(STATED EXERCISE 1) In the article on Norwegian's quarterly results, how many aircraft did the airline have in its fleet at the end of the quarter?

(PAGE EXTRACT)
==========

The peak summer period helped budget carrier Norwegian improve its financial performance ahead of a planned slowdown in its rapid expansion.

The pre-tax profit improved by 13% year-on-year to a record of NOK 1.6 billion (£149 million).

Europe’s third largest low cost carrier, in which British Airways’ parent International Airlines Group has a minority stake, saw net profit for the last quarter rise by 18% year-on-year to NOK 1.3 billion (£121 million).

The results came as the airline continued to reduce its unit costs despite a capacity growth of 33%.

“Going forward, the growth will abate, consequently further reducing unit cost,” Norwegian said.

However, fuel costs in the three-month period soared by 85% to NOK 3.7 billion. This was partially offset by efficiency gains from adding new fuel-efficient aircraft and increased sector lengths.

Overall unit costs, excluding fuel, declined by 10%.

The total revenue increased by 33% to NOK 13.4 billion (£1.2 billion).

The number of passengers carried grew by 11% over the same period last year to almost 11 million.

The load factor declined to 90.5% from 91.7% last year.

CEO Bjorn Kjos said: “I am very pleased to present a solid result this quarter with a reduced unit cost despite strong growth.

“Going forward the growth will slow down, and we will begin to reap the large investments we have made over the years, which will benefit customers, employees and shareholders.

“However, there is no doubt that tough competition, high oil prices and a strong dollar will affect the entire aviation industry, making it even more important to further streamline our operations and continue to reduce costs.”

The airline had a fleet of 158 aircraft at the end of the quarter, excluding five out on external leases.

Klos added: “New aircraft are win-win for the environment, the passengers and the company’s costs.”

Norwegian said it had made “significant investments” in recent years by establishing new international bases, recruiting several thousand employees – primarily pilots and cabin crew – starting new routes and increasing frequencies on well-established routes.

“The strong international footprint has for instance contributed to the US now representing the largest market after Norway in terms of total revenue,” the airline said.

==========

(ITEMS)
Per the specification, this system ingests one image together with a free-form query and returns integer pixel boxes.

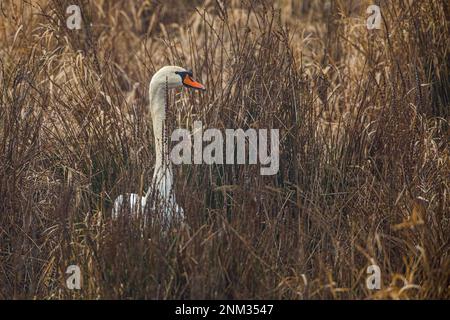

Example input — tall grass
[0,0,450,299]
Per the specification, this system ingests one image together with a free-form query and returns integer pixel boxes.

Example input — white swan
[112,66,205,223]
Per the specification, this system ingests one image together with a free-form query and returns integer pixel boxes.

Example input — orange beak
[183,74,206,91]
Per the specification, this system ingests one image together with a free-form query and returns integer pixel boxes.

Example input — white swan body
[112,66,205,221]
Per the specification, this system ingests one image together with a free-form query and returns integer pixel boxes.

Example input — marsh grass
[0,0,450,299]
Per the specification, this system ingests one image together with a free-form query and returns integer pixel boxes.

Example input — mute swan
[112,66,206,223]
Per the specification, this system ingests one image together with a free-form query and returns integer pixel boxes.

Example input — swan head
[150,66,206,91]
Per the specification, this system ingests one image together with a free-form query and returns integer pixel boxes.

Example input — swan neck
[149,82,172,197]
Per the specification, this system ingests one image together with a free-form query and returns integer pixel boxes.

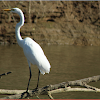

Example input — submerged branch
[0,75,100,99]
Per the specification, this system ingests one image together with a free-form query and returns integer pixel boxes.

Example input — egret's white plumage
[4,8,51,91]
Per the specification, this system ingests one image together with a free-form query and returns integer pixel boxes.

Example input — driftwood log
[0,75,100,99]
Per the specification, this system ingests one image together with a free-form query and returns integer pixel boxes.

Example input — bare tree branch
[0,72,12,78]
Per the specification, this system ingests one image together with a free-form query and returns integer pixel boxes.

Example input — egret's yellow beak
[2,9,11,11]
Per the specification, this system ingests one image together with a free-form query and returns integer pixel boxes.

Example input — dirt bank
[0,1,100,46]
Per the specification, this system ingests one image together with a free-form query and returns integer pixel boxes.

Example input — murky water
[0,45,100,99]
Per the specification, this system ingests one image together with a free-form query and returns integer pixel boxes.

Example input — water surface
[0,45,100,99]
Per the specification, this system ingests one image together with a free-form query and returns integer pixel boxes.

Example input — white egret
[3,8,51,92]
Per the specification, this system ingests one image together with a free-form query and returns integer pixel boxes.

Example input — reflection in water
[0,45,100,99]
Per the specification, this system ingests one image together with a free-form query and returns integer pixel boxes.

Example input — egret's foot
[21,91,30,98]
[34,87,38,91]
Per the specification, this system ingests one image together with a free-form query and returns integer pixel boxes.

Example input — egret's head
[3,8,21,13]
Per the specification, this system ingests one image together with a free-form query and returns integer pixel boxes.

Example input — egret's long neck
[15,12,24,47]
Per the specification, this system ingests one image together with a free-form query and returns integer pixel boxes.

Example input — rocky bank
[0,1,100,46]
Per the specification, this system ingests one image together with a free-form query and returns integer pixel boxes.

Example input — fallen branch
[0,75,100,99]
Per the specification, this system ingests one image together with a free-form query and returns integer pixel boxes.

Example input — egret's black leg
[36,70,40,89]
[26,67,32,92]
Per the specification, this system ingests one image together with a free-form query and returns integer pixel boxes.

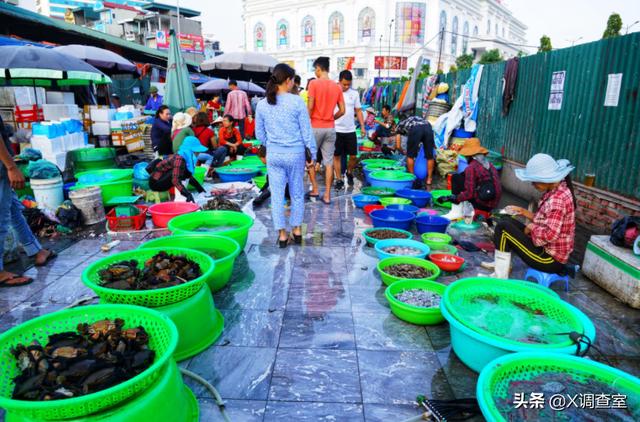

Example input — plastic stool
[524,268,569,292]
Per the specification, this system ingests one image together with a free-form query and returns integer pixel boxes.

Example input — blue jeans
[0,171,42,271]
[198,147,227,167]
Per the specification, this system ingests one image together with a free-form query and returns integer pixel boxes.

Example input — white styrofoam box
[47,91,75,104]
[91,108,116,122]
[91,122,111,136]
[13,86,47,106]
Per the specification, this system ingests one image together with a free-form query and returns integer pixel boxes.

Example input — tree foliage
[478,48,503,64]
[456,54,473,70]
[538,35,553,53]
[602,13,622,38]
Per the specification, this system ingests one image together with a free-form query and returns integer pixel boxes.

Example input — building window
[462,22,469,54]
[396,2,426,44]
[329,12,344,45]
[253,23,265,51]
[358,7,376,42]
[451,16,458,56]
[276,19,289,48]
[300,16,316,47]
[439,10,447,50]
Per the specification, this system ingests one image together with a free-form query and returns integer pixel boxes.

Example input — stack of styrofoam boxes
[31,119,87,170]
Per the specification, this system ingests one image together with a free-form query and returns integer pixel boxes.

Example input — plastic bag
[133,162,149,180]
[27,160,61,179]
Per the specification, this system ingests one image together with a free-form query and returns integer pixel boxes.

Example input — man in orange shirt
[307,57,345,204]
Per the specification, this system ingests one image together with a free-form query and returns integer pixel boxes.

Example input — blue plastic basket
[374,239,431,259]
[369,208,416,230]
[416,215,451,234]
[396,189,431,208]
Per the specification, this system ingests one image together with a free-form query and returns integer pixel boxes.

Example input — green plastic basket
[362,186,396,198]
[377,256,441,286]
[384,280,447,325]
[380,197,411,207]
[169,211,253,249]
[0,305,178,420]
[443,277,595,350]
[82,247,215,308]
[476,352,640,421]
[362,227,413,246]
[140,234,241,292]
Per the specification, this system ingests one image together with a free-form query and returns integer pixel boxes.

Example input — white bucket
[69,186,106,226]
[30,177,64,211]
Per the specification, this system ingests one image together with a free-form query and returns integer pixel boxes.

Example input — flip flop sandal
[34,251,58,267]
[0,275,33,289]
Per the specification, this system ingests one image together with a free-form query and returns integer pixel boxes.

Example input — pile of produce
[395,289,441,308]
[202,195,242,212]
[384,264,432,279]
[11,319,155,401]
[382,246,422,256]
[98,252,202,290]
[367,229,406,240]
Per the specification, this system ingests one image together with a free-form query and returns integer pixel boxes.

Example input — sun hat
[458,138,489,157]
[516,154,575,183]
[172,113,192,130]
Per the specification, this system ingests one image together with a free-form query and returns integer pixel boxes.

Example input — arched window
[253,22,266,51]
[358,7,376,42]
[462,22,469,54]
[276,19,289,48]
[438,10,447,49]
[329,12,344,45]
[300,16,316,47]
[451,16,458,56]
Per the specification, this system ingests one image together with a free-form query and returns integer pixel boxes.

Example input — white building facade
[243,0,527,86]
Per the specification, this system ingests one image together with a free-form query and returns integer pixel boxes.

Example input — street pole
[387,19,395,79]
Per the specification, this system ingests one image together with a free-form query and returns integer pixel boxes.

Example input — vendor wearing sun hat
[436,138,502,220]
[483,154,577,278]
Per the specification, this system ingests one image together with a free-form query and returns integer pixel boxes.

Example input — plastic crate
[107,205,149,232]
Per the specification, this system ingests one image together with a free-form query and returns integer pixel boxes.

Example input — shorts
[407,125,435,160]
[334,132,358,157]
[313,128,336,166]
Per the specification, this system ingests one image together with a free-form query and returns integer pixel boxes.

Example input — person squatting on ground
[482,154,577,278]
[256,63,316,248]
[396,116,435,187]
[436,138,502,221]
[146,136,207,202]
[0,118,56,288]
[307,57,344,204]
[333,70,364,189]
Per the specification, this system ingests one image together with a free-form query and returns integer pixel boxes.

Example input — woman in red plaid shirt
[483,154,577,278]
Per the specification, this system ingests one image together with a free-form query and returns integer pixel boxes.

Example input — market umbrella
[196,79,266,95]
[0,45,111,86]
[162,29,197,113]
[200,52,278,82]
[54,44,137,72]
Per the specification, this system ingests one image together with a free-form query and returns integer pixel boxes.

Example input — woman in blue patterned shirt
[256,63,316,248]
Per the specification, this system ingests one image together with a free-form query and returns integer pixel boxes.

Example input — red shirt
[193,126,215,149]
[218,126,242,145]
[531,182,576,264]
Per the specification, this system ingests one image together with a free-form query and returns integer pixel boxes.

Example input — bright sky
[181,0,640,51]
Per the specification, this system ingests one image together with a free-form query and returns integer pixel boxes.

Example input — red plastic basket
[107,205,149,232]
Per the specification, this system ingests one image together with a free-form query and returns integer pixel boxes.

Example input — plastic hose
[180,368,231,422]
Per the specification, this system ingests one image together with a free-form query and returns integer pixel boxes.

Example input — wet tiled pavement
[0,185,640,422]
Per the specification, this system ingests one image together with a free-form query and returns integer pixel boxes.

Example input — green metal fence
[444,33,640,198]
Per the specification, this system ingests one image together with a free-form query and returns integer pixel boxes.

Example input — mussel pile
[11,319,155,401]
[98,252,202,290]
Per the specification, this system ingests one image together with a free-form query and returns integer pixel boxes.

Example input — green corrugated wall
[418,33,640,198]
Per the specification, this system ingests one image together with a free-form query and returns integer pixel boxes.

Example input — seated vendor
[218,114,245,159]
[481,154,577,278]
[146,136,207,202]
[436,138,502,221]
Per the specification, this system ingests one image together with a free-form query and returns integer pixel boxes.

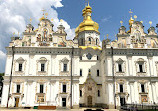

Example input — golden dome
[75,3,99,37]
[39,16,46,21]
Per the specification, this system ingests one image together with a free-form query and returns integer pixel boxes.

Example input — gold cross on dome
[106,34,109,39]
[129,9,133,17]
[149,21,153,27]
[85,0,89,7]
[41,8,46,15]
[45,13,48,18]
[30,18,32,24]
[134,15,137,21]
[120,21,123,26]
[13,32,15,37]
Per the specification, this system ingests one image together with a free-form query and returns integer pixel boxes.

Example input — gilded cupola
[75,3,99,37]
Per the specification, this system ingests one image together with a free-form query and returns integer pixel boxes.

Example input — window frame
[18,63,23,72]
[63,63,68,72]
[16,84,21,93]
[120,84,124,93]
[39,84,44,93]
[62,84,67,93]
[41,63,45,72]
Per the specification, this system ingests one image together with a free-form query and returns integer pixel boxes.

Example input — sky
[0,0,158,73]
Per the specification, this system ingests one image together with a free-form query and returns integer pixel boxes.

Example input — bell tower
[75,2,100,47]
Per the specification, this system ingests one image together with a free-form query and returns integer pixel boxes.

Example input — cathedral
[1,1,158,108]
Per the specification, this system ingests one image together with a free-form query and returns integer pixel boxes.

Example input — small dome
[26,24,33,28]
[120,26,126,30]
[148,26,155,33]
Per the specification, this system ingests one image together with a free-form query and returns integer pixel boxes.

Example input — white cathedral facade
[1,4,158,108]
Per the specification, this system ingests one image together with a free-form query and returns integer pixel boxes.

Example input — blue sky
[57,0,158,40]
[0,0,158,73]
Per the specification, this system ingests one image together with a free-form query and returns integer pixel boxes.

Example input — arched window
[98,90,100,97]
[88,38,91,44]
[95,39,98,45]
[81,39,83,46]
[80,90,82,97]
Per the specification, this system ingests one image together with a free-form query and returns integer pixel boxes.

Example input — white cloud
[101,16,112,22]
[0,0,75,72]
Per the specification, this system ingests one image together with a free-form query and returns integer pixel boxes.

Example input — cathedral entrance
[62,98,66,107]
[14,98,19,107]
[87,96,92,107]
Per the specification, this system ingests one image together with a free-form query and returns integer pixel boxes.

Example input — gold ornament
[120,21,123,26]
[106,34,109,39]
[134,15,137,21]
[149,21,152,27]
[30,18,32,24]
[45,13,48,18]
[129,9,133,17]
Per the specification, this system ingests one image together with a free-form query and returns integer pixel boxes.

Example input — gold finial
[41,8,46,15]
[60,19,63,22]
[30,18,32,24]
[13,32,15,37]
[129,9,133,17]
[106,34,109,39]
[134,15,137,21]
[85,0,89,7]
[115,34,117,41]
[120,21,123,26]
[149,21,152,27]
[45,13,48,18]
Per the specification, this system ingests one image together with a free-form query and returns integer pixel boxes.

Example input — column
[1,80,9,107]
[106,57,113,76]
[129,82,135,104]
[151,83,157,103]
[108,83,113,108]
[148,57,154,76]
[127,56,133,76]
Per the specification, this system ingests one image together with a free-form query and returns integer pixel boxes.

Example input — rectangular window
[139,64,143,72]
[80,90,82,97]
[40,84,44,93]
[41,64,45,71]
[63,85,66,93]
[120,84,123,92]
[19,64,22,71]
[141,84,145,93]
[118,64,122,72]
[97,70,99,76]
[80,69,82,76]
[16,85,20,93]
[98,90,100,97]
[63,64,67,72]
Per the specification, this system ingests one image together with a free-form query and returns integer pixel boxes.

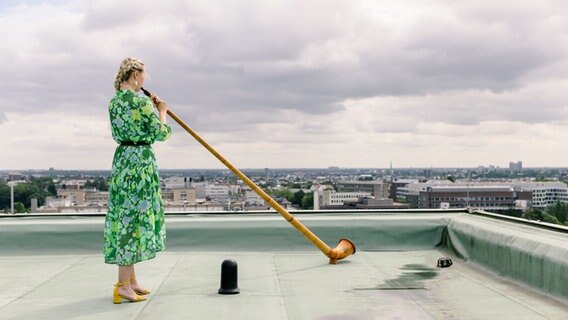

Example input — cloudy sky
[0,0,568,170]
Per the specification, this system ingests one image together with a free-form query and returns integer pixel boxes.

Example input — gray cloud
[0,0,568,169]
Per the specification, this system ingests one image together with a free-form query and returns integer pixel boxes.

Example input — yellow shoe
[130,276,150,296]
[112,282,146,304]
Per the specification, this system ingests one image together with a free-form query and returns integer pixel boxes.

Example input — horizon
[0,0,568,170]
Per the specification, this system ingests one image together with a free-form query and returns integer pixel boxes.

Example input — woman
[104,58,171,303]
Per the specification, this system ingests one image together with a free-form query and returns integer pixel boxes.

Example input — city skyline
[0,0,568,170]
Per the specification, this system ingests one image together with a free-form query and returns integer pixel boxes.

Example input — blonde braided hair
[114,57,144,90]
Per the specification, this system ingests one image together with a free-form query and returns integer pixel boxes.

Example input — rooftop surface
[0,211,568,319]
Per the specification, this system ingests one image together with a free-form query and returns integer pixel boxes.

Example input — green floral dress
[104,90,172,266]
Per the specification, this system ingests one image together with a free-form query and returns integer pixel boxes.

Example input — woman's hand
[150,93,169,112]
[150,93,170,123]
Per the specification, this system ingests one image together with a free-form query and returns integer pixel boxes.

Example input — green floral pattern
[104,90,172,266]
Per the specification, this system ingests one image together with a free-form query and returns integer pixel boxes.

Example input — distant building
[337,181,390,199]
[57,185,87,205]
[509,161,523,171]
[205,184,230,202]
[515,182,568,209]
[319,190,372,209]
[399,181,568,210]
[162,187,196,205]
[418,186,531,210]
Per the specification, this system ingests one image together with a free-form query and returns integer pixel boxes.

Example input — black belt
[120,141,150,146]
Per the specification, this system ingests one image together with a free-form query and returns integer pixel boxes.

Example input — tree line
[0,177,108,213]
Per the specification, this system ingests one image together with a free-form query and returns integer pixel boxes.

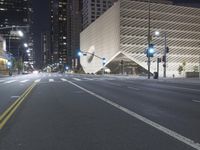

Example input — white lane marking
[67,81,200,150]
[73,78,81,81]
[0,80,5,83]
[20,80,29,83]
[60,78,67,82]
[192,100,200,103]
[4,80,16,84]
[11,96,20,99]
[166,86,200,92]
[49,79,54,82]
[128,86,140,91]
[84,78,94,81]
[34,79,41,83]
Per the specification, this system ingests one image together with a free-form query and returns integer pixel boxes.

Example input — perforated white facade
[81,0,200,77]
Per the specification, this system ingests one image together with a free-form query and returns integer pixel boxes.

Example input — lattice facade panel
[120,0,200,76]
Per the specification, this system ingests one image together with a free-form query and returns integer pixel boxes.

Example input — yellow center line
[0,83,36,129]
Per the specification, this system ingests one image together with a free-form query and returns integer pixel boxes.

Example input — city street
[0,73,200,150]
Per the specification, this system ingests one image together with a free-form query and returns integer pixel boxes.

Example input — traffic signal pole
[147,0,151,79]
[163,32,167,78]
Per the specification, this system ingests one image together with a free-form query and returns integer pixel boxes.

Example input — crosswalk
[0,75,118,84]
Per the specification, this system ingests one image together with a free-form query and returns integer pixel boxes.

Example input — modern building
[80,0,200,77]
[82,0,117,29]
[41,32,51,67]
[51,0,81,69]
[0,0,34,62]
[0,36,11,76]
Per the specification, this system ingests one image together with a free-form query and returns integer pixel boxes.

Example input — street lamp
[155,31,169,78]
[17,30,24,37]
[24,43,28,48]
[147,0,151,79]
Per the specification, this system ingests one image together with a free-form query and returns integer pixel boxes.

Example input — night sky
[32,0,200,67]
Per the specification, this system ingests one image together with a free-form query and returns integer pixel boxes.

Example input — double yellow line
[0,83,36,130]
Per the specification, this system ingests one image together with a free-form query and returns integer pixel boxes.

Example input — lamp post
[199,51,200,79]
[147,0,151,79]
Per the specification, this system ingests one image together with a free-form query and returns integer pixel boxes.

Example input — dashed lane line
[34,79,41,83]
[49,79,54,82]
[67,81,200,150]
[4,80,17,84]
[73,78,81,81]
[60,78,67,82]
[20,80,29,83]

==========

(STATED EXERCISE 2) Show every line of the records that contains the string "grass". Case counts.

(EXERCISE RESULT 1) 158 aircraft, not counting five out on external leases.

(EXERCISE RESULT 2)
Example input — tall grass
Example input — marsh grass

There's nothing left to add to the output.